» JOB: Reproduce the records. Keep every word exact and include no images.

» DATA RECORDS:
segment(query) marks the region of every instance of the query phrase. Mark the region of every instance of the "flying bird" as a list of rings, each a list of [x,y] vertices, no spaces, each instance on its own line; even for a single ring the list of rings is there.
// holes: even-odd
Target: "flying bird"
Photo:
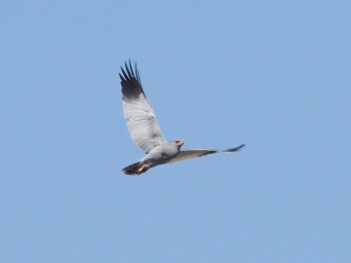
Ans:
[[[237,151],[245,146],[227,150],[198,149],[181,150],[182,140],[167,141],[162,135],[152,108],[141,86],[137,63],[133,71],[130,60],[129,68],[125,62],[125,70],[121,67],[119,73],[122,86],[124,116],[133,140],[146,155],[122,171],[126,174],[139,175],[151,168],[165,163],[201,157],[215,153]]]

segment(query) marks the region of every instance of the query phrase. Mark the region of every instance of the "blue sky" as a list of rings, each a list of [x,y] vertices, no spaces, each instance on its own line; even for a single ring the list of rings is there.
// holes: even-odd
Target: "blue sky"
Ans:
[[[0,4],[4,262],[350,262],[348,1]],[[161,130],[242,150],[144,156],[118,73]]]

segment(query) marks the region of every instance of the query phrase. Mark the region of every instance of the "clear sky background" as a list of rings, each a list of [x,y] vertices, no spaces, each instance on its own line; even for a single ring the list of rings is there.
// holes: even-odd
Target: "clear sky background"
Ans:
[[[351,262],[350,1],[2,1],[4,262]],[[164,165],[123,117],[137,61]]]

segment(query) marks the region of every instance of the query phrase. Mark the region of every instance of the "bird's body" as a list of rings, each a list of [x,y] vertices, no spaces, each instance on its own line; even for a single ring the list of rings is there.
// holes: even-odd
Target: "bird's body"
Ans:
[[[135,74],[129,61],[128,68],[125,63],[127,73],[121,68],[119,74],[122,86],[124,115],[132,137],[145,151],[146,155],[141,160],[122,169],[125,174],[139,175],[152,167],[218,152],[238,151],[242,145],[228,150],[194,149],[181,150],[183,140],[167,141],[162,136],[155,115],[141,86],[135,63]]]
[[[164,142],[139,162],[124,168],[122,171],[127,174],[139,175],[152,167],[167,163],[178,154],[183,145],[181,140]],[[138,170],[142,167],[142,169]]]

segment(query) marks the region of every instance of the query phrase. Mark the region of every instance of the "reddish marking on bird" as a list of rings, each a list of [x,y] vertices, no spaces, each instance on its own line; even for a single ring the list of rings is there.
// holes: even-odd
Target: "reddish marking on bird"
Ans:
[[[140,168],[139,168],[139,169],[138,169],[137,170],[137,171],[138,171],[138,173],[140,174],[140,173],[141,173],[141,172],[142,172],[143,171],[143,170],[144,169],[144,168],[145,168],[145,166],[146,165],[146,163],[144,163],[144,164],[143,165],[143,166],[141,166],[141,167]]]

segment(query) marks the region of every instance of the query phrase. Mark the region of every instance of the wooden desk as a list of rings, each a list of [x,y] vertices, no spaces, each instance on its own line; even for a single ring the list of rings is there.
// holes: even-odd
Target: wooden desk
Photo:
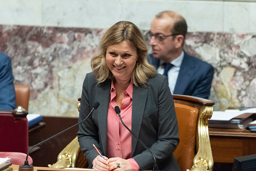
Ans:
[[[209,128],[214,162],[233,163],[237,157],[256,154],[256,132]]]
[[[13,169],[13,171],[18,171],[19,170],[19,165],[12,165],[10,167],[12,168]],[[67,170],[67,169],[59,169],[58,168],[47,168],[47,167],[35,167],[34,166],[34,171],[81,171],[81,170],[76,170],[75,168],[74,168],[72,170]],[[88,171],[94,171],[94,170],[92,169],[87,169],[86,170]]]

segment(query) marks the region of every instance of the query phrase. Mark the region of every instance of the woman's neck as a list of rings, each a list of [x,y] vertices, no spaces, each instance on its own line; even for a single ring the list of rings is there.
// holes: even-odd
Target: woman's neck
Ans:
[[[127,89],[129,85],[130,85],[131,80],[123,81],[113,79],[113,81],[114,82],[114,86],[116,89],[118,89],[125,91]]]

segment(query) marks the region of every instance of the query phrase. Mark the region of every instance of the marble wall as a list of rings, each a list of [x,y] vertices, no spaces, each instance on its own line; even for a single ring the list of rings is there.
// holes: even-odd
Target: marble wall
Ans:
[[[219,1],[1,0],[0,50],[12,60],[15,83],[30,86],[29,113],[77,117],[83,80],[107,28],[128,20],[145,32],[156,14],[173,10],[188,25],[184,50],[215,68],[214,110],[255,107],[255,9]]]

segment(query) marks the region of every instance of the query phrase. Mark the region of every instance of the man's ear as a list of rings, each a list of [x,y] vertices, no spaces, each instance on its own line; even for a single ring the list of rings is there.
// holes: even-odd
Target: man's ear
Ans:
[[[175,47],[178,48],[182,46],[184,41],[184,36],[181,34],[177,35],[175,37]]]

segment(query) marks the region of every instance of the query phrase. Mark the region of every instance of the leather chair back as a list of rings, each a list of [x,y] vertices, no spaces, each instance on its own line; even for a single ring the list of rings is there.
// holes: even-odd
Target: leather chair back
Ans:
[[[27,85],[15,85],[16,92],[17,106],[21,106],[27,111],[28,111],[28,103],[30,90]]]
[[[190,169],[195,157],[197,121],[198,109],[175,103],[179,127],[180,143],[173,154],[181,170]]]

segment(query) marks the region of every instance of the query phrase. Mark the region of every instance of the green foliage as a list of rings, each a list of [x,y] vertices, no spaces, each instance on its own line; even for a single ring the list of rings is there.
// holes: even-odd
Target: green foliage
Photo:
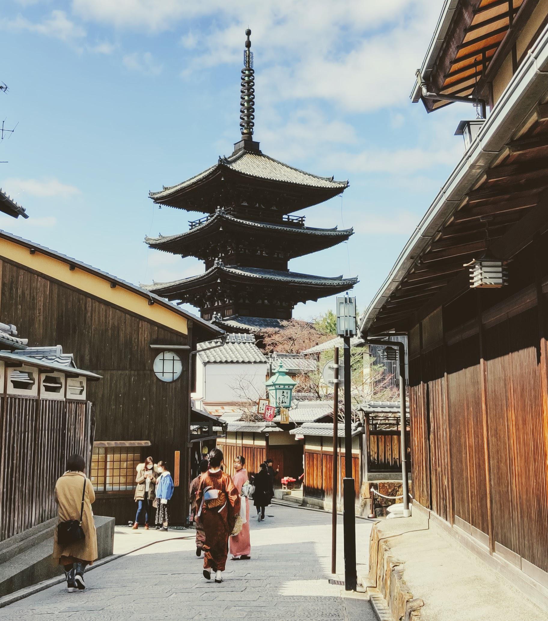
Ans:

» EXERCISE OUTPUT:
segment(query) marks the region of every instance of the query phrase. Mark the region of every instance of the "flying bird" as a list of rings, each a list of [x,y] vertices, no spaces, each instance on its own line; even for a single ring the list of rings is there.
// holes: even-odd
Target: "flying bird"
Photo:
Ans:
[[[237,151],[245,146],[227,150],[198,149],[181,150],[182,140],[167,141],[162,135],[152,108],[141,86],[137,63],[133,71],[130,60],[129,68],[125,62],[125,70],[121,67],[119,73],[122,86],[124,116],[133,140],[146,155],[122,171],[126,174],[139,175],[151,168],[165,163],[201,157],[215,153]]]

segment(query) marks the region of every instance of the query phrase. Mark the region of every instance of the "blue sky" as a list of rings, each a list of [x,y] vertices, no spaces, each instance on its own line; even for a single ring the list of rings is there.
// holes: even-odd
Target: "blue sky"
Ans:
[[[0,4],[4,262],[350,262],[348,1]],[[161,130],[242,150],[144,156],[118,73]]]

segment(query) marks the region of every instance of the query phrase. Mark the region of every instance of the "clear sky background" as a list of rings, each a list of [x,y] vertices, no spaces, each instance on its own line; even for a single ring the list of rings is there.
// holes: even-odd
Target: "clear sky background"
Ans:
[[[351,262],[350,1],[2,1],[4,262]],[[164,165],[123,117],[137,61]]]

segment(query) marks the region of every instance of the query phrase. Mark the region of every instance of the "bird's body" as a list of rings, each a list of [x,y] vertices, no spaces, each instance on its own line; even for a single ring the list of rings is there.
// holes: even-odd
Target: "bird's body"
Ans:
[[[135,74],[129,61],[128,68],[125,63],[127,73],[121,68],[119,74],[122,86],[124,115],[132,137],[145,151],[146,155],[141,160],[122,169],[125,174],[139,175],[152,167],[218,152],[238,151],[242,145],[228,150],[194,149],[181,150],[183,140],[167,141],[162,136],[155,115],[141,86],[135,63]]]
[[[164,142],[139,162],[124,168],[122,171],[127,174],[139,175],[152,167],[167,163],[178,154],[183,145],[181,140]],[[138,170],[142,167],[142,169]]]

segment(query) marks the region of every instance of the query phrase. Mark the region of every instance of the "reddish marking on bird" as a list of rings, each a list of [x,y] vertices, no spaces, each instance on its own line; even for a single ring the list of rings is there.
// holes: even-odd
Target: "reddish marking on bird"
Ans:
[[[140,168],[139,168],[139,169],[138,169],[137,170],[137,171],[138,171],[138,173],[140,174],[140,173],[141,173],[141,172],[142,172],[143,171],[143,170],[144,169],[144,168],[145,168],[145,166],[146,165],[146,163],[144,163],[144,164],[143,165],[143,166],[141,166],[141,167]]]

segment(query) marks the region of every instance of the query phrase. Mark the region of every instance of the wooden desk as a list of rings, each a list of [x,y] vertices, no spaces, each instance on its own line; even for a single ring the list of rings is there.
// holes: even-odd
Target: wooden desk
Photo:
Ans:
[[[209,128],[214,162],[233,163],[237,157],[256,154],[256,132]]]
[[[13,169],[13,171],[18,171],[19,170],[19,165],[12,165],[10,167],[12,168]],[[67,170],[67,169],[59,169],[58,168],[47,168],[47,167],[35,167],[34,166],[34,171],[81,171],[81,170],[76,170],[75,168],[74,168],[72,170]],[[88,171],[94,171],[94,170],[92,169],[87,169],[86,170]]]

segment(query) marks the region of every instance of the query phrase. Mark the region of every instance of the woman's neck as a list of rings, each a list of [x,y] vertices, no spaces, each instance on its own line; even for a single ring the list of rings is there.
// holes: even-odd
Target: woman's neck
Ans:
[[[127,89],[129,85],[130,85],[131,80],[123,81],[113,79],[113,81],[114,82],[114,86],[116,89],[118,89],[125,91]]]

segment(query) marks the region of every instance of the query phrase. Mark the region of every instance of the marble wall as a list of rings, each a list of [x,y] vertices, no spaces, each instance on its own line; even for a single ring the list of rings is there.
// holes: even-odd
Target: marble wall
Ans:
[[[219,1],[1,0],[0,50],[12,60],[15,83],[30,86],[29,113],[77,117],[83,80],[107,28],[128,20],[145,32],[156,14],[173,10],[188,25],[184,50],[215,68],[214,110],[255,107],[255,9]]]

segment(query) marks the region of every instance of the query phrase. Mark the region of every instance of the man's ear as a list of rings, each a list of [x,y] vertices, no spaces, each instance on its own line; even for a single ring the list of rings is there.
// holes: even-odd
Target: man's ear
Ans:
[[[175,47],[178,48],[182,46],[184,41],[184,36],[181,34],[177,35],[175,37]]]

segment(query) marks the region of every instance of the query phrase. Mark the region of every instance of the leather chair back as a list of rings, each a list of [x,y] vertices, no spaces, each instance on its own line; even for a single ring the list of rings is there.
// holes: even-odd
Target: leather chair back
Ans:
[[[27,85],[15,85],[16,92],[17,106],[21,106],[27,111],[28,111],[28,103],[30,90]]]
[[[190,169],[195,157],[197,121],[198,109],[175,103],[179,127],[180,143],[173,154],[181,170]]]

segment(query) marks the region of every instance of the query phrase. Mark the region of every instance of the green foliage as a list of rings, each a list of [x,y] vertices, no spaces, each instance on its own line; even for a single ring the list of rings is there.
// holes: even-odd
Target: green foliage
Photo:
Ans:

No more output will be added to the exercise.